→ **PROBLEM DETAILS**: Change each "one point per instance" in the data below to "one point for each instance" and leave every other part as it is.

→ **Pointing dataset excerpts**:
"""

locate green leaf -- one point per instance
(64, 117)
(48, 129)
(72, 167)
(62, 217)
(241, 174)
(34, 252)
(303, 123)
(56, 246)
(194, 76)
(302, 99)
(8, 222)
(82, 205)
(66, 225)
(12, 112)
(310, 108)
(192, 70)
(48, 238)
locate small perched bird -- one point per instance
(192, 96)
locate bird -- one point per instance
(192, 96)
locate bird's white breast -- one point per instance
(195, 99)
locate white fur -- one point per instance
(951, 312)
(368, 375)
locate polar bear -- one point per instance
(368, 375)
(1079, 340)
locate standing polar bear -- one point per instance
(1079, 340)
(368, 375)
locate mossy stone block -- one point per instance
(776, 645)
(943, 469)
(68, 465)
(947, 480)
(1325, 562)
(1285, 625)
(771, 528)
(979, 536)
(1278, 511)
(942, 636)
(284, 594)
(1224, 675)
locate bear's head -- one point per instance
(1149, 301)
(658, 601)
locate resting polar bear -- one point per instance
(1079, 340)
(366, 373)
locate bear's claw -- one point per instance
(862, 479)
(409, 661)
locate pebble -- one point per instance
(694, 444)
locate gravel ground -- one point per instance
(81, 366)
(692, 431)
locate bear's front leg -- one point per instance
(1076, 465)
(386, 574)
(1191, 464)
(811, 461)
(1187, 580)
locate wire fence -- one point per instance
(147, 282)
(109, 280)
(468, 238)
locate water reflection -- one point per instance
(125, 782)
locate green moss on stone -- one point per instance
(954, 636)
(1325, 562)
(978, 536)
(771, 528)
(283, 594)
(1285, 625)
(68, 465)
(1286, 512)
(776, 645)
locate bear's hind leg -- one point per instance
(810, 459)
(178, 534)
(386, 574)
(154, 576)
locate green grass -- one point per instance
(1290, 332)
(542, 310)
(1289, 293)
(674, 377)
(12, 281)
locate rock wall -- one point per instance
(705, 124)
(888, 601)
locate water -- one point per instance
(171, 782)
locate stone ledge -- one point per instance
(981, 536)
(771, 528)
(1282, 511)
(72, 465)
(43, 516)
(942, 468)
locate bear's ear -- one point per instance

"""

→ **EXPECTED OUTPUT**:
locate green leaf -- one point for each instance
(64, 117)
(48, 129)
(72, 167)
(62, 217)
(241, 174)
(34, 252)
(303, 123)
(56, 246)
(194, 76)
(302, 99)
(8, 222)
(82, 205)
(66, 225)
(12, 112)
(310, 108)
(192, 70)
(48, 238)
locate small perched bird -- one point for each instance
(192, 96)
locate bird -- one point for each instance
(192, 96)
locate bird's white breast -- one point for each instance
(195, 99)
locate white fur -- one point for each instance
(951, 312)
(368, 375)
locate polar bear -- one point for each instance
(368, 375)
(1079, 340)
locate standing polar bear -- one point for each instance
(1079, 340)
(368, 375)
locate mossy stone block -- one point for each instance
(776, 645)
(943, 469)
(68, 465)
(947, 480)
(1325, 562)
(1285, 625)
(771, 528)
(979, 536)
(1278, 511)
(942, 636)
(284, 594)
(1224, 675)
locate bear's head -- one point for each instance
(1149, 301)
(658, 601)
locate resting polar bear -- one point for each instance
(1079, 340)
(366, 373)
locate bear's claw -- one point for each instance
(862, 479)
(409, 661)
locate pebble -- one point for each instance
(694, 444)
locate gravel ground -- one point for each instance
(81, 366)
(692, 431)
locate bear's front leg -- one point for each instance
(1076, 465)
(386, 574)
(1191, 464)
(811, 461)
(1187, 580)
locate wire fence -- one point for each instance
(147, 282)
(109, 280)
(468, 238)
locate water reflection -- one point for each instance
(125, 782)
locate green moss on stone -- one point for each instance
(954, 636)
(1325, 562)
(978, 536)
(771, 528)
(283, 594)
(1285, 625)
(68, 465)
(1286, 512)
(776, 645)
locate bear's hind leg -- one point for each instance
(810, 459)
(178, 534)
(386, 574)
(154, 576)
locate green grass -- one point for each instance
(1290, 332)
(542, 310)
(1289, 293)
(674, 377)
(12, 281)
locate rock wall -- one point for each instance
(705, 124)
(888, 601)
locate water -- one point for each instance
(171, 782)
locate stone ledge -- one point for each instance
(981, 536)
(771, 528)
(1282, 511)
(72, 465)
(43, 516)
(942, 468)
locate bear's ear -- one point for each instance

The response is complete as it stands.